*Exercise requirements:*
Pull out every line of the data below that contains the string "crowd", and leave out the rest.

*Excerpted records:*
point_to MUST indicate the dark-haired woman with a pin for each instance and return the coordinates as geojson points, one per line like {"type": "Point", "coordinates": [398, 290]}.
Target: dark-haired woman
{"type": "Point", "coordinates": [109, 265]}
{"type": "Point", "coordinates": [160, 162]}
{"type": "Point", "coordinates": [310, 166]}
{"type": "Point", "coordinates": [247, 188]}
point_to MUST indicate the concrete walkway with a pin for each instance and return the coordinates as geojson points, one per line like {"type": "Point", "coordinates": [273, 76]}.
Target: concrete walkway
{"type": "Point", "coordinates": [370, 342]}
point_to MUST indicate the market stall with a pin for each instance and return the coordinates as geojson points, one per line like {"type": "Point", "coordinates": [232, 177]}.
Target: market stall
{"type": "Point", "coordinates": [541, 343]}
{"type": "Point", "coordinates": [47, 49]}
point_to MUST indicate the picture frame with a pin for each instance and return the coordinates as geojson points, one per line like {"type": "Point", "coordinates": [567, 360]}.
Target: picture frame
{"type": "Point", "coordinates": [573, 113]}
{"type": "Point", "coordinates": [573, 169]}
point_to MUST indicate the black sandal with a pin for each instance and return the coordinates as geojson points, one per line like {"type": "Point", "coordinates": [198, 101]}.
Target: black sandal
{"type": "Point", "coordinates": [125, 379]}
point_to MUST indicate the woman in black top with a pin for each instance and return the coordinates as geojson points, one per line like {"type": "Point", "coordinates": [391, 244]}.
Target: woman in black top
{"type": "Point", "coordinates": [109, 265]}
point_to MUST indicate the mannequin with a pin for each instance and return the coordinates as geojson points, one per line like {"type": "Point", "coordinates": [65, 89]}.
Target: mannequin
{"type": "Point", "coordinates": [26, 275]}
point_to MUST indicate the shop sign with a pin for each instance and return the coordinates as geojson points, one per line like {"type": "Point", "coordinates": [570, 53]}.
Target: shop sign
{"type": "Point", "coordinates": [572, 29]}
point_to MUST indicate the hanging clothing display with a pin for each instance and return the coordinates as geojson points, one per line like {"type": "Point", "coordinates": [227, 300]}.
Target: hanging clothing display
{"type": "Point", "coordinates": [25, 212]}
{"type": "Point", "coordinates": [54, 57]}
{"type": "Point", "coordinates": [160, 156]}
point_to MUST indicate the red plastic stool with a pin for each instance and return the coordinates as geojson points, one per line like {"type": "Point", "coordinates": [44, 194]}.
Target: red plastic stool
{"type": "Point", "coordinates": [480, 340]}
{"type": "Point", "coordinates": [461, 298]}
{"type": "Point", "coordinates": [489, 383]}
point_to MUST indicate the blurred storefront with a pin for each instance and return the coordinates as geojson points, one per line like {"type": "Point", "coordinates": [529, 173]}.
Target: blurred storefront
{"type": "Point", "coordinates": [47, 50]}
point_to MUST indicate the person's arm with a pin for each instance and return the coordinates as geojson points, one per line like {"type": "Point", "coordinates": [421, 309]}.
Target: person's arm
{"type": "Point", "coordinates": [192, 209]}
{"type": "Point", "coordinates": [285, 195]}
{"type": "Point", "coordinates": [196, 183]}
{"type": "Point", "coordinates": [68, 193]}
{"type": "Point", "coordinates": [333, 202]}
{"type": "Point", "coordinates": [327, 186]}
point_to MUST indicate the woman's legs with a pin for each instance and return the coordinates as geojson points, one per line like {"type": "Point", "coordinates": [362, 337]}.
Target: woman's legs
---
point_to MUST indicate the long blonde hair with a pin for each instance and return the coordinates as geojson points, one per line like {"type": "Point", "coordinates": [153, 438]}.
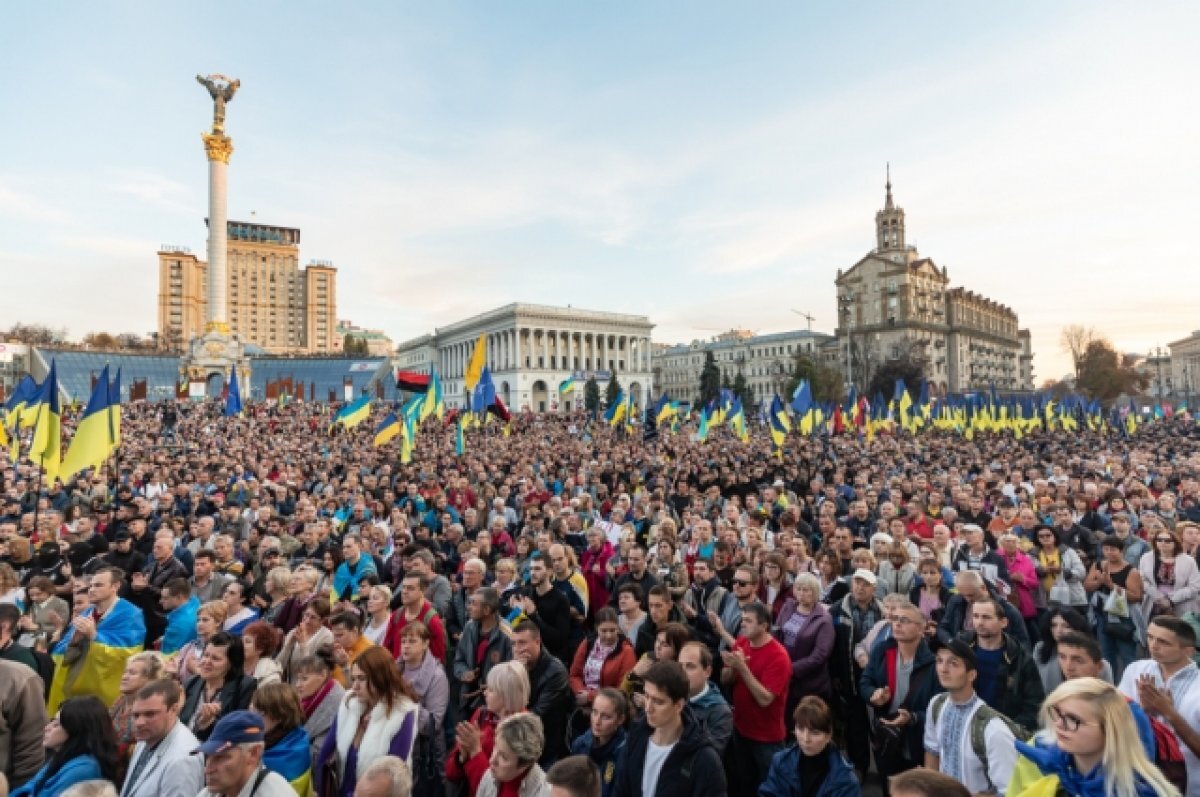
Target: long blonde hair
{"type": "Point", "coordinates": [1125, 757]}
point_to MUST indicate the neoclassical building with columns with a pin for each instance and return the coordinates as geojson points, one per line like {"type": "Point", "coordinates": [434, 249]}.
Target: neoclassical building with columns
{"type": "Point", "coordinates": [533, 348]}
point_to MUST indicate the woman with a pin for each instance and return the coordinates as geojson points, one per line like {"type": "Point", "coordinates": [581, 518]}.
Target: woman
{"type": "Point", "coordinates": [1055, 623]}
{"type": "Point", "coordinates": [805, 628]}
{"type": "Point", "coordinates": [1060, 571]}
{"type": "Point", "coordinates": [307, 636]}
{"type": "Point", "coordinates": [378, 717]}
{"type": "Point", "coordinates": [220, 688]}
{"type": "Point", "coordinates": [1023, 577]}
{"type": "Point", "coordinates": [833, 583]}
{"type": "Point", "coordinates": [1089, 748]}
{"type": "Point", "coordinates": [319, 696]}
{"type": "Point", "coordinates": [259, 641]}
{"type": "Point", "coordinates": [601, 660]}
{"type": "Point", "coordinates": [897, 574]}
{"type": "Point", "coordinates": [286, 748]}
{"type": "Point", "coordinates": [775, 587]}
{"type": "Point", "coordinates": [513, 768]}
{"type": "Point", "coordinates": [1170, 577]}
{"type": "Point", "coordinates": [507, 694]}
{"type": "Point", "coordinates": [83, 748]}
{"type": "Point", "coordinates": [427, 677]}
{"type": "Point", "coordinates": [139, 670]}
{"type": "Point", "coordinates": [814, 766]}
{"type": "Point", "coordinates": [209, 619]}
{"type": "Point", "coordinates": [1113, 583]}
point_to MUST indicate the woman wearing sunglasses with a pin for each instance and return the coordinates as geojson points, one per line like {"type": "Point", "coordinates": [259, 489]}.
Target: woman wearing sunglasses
* * *
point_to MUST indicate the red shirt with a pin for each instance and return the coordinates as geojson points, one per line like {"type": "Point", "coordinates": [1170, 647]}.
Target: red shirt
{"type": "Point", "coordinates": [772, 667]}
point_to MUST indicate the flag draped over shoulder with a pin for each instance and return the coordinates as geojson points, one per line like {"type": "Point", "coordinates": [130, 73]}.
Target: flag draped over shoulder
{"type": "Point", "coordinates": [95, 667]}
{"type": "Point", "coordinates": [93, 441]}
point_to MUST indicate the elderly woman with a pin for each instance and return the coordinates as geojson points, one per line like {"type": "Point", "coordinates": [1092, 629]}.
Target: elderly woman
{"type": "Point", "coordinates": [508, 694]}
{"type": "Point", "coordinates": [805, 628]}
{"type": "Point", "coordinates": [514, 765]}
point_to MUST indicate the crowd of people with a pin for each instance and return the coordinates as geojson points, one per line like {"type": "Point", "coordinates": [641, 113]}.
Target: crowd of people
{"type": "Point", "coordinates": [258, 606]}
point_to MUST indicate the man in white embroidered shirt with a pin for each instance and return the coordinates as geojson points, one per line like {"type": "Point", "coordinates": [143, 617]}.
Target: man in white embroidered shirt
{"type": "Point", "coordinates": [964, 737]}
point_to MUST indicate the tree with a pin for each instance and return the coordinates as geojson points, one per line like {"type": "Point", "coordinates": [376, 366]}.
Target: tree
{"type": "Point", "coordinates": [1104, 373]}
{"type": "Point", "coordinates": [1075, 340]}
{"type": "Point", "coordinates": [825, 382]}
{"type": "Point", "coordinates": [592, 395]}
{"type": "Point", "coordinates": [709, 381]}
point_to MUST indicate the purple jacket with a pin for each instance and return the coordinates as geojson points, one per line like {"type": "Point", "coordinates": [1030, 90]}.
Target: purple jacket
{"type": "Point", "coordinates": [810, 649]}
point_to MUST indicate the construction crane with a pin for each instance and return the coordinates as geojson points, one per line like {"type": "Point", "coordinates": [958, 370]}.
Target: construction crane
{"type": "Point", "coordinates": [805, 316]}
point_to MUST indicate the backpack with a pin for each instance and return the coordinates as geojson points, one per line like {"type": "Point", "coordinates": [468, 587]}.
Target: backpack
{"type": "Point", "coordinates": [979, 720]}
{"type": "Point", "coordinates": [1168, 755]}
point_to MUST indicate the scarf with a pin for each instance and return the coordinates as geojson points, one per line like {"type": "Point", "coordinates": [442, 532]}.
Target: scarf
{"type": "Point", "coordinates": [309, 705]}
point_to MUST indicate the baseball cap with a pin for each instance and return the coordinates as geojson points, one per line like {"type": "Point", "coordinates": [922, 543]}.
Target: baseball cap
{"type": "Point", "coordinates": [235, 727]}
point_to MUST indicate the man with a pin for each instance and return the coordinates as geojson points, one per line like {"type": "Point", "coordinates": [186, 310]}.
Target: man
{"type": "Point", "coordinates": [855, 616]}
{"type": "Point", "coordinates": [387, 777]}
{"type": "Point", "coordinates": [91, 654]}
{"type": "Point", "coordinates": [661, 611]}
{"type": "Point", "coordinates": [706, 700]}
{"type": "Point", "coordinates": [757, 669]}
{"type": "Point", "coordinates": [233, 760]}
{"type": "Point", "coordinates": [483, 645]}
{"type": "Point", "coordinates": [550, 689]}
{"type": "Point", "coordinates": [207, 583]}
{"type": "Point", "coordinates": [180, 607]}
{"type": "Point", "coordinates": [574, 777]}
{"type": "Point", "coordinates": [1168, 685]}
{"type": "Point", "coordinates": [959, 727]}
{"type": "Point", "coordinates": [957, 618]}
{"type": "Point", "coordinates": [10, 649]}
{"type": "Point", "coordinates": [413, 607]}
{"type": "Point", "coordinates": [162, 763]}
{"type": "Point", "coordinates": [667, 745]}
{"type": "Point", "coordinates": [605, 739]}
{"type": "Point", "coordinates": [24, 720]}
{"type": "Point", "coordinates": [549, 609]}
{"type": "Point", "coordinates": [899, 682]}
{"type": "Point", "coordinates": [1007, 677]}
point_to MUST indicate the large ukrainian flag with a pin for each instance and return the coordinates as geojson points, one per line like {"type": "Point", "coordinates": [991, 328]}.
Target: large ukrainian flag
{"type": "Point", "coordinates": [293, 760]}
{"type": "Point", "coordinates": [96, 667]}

*Response for this exercise:*
point_to MUST indicate the crowd of people with a pin for each instance and return the coordinates as geojson points, one per line like {"type": "Point", "coordinates": [641, 113]}.
Target: crowd of people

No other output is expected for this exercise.